▶ [Working data]:
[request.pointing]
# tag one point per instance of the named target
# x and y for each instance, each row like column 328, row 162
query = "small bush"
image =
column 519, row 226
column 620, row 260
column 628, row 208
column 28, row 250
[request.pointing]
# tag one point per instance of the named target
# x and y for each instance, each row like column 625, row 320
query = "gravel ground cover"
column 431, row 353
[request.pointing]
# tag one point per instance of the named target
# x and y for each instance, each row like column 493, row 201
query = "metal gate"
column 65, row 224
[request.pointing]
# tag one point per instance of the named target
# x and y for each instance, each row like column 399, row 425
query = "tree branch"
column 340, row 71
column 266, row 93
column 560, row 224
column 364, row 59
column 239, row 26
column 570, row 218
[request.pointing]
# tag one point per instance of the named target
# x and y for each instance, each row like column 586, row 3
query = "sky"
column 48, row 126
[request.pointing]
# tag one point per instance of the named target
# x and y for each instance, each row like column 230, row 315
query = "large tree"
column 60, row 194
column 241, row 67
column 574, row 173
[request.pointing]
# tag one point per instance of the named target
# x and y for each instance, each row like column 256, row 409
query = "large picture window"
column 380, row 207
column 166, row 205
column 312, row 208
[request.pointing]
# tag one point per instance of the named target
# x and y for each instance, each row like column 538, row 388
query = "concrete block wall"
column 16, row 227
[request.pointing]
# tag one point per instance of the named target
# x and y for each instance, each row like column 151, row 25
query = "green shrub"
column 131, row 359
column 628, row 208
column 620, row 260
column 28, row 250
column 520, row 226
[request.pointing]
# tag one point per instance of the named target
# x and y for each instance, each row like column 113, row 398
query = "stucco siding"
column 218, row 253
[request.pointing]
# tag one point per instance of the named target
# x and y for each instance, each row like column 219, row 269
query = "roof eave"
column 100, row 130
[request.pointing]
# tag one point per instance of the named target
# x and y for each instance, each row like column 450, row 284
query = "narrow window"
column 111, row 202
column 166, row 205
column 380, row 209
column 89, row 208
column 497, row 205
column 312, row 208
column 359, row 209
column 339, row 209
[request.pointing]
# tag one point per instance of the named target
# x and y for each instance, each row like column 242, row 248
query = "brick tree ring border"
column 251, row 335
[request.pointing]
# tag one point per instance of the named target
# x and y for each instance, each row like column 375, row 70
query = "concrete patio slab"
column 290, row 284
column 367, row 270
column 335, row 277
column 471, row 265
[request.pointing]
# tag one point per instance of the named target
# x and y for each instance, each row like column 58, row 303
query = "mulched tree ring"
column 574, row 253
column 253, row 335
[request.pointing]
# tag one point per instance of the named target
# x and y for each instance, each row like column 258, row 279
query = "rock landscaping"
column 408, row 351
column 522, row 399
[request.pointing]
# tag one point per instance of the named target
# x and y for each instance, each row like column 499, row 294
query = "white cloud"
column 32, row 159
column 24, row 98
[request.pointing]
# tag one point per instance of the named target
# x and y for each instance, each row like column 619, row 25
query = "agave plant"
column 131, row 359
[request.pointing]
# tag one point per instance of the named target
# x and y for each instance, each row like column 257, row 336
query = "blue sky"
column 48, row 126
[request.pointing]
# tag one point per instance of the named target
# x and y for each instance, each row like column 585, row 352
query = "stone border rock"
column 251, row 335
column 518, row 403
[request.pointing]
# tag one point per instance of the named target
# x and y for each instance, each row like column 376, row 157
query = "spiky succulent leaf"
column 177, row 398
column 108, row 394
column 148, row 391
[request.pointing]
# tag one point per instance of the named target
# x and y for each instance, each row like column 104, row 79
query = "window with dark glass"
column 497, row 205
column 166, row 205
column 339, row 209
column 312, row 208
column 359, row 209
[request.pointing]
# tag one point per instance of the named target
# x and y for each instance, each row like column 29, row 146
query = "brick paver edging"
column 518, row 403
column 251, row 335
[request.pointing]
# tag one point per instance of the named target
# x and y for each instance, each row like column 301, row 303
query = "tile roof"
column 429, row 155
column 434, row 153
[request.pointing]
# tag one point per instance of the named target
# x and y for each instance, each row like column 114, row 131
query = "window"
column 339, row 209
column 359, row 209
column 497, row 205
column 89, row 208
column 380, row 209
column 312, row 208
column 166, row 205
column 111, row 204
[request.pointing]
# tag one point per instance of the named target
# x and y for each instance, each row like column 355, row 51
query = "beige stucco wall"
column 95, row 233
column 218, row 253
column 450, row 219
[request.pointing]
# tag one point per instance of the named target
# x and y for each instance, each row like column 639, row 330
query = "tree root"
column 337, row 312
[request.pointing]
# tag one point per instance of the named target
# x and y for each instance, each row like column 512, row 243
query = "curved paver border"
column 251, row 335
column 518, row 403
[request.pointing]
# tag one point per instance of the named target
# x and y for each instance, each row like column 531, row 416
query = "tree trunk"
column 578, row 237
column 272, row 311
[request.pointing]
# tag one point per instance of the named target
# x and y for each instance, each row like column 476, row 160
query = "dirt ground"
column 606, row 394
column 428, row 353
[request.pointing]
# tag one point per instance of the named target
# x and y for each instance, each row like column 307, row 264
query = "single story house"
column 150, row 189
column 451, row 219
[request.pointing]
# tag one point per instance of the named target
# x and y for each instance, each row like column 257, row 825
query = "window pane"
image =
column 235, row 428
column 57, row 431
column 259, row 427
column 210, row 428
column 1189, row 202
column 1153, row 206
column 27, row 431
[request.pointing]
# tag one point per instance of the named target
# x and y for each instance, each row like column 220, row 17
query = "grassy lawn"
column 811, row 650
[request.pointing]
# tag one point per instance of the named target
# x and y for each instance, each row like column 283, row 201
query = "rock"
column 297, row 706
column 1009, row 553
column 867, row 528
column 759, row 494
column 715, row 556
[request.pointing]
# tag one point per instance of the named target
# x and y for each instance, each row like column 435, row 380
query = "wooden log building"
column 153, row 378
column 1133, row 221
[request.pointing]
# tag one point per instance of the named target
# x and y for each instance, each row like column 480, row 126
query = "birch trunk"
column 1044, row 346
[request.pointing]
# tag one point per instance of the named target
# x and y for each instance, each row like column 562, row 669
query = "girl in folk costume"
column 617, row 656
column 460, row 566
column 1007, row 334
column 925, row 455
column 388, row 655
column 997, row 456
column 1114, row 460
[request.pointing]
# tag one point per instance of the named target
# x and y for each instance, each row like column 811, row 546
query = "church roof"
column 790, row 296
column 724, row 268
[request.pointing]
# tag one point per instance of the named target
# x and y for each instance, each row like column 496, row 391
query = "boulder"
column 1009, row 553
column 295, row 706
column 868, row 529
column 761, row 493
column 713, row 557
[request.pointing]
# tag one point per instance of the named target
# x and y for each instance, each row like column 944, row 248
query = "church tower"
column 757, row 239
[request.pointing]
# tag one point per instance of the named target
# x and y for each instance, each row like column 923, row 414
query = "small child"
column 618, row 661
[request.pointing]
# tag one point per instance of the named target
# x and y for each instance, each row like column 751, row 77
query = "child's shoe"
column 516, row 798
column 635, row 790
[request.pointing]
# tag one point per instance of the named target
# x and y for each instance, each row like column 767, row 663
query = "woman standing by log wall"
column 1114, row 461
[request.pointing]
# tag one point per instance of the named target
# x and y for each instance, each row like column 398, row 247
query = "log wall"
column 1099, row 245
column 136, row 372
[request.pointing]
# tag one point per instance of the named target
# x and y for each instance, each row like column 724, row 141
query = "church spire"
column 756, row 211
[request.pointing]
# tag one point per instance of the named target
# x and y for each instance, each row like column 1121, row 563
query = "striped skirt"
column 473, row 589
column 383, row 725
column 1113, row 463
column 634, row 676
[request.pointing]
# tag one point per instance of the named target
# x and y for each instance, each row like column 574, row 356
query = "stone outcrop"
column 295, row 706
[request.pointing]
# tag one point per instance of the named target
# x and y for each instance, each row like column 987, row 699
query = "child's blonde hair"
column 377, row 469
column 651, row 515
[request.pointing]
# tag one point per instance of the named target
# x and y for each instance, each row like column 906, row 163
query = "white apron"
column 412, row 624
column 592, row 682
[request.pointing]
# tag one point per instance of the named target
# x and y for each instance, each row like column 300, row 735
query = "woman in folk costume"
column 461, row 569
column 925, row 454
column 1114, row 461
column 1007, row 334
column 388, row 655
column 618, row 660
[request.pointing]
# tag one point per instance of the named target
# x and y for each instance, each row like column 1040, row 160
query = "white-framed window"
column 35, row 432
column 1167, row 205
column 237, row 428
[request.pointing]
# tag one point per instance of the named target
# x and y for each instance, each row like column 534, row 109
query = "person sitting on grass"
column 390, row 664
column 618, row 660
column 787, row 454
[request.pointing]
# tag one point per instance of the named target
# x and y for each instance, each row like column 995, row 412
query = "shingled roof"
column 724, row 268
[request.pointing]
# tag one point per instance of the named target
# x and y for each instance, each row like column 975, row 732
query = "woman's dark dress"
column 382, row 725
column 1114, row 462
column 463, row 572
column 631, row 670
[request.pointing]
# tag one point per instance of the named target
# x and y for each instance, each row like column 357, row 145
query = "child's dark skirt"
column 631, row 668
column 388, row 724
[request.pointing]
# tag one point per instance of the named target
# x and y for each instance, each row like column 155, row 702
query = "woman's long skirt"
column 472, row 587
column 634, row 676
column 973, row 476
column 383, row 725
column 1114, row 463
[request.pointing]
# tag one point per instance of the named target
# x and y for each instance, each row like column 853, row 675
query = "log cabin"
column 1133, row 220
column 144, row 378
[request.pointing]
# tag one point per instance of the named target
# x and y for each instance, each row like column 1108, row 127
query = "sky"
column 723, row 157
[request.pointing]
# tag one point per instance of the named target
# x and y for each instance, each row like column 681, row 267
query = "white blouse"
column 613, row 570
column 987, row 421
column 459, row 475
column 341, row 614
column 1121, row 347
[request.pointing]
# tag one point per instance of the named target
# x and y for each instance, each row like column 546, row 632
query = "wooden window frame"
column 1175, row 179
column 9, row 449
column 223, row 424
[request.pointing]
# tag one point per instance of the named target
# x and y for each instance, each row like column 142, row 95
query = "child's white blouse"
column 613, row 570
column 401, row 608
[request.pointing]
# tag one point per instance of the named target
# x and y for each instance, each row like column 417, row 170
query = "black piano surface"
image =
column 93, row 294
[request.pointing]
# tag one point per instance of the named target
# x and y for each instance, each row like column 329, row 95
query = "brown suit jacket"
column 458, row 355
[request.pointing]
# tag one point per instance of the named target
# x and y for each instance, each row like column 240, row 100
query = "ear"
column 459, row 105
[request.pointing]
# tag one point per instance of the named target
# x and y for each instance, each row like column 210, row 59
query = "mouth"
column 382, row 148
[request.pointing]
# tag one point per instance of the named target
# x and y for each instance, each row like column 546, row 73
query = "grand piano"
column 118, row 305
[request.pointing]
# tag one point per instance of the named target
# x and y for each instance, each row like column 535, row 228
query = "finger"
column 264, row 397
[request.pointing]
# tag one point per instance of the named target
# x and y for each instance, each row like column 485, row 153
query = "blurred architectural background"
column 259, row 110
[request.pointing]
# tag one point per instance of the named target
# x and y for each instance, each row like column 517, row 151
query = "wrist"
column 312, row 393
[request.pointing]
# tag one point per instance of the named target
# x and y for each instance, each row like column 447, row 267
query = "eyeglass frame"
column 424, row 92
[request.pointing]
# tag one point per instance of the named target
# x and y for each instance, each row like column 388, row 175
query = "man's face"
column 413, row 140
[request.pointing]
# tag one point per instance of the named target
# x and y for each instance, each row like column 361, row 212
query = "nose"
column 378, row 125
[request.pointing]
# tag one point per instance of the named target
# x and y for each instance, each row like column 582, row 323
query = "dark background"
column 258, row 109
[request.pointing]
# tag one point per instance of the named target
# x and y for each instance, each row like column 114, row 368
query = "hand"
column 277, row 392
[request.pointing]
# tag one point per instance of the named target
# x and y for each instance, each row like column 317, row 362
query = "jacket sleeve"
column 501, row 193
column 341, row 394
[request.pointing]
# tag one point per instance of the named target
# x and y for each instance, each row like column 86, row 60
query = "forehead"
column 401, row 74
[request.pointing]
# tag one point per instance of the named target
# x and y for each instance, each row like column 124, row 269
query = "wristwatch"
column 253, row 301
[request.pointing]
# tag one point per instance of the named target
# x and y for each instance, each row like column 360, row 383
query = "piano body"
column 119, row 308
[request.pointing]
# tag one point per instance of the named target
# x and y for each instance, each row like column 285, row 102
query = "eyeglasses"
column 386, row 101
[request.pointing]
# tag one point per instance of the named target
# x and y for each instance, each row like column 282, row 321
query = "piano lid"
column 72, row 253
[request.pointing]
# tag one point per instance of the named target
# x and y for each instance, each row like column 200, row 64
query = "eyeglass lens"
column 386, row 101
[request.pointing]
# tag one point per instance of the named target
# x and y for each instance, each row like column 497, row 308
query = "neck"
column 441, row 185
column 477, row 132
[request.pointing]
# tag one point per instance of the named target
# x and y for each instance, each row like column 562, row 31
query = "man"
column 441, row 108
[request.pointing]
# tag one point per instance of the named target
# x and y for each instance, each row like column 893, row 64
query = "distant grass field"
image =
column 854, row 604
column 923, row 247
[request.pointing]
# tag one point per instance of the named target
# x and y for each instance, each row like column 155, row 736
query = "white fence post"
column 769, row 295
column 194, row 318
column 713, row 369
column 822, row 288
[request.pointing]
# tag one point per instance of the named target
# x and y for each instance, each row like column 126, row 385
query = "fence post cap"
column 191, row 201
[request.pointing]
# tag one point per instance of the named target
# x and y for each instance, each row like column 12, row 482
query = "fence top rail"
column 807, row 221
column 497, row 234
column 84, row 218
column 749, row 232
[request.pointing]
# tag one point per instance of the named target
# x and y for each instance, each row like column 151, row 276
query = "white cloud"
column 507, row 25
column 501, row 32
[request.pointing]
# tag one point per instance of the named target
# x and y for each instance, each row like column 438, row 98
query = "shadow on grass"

▶ [What to work on]:
What is needed is a verbatim copy of every line in the records above from the one containing "104, row 79" down to the one containing "29, row 146", both included, and nothing more.

▶ [Written reply]:
# x and y for each instance, each row like column 104, row 79
query = "window with dark glass"
column 497, row 205
column 166, row 205
column 339, row 209
column 312, row 208
column 359, row 209
[request.pointing]
# tag one point per instance of the named target
# x and y for each instance, each row like column 29, row 146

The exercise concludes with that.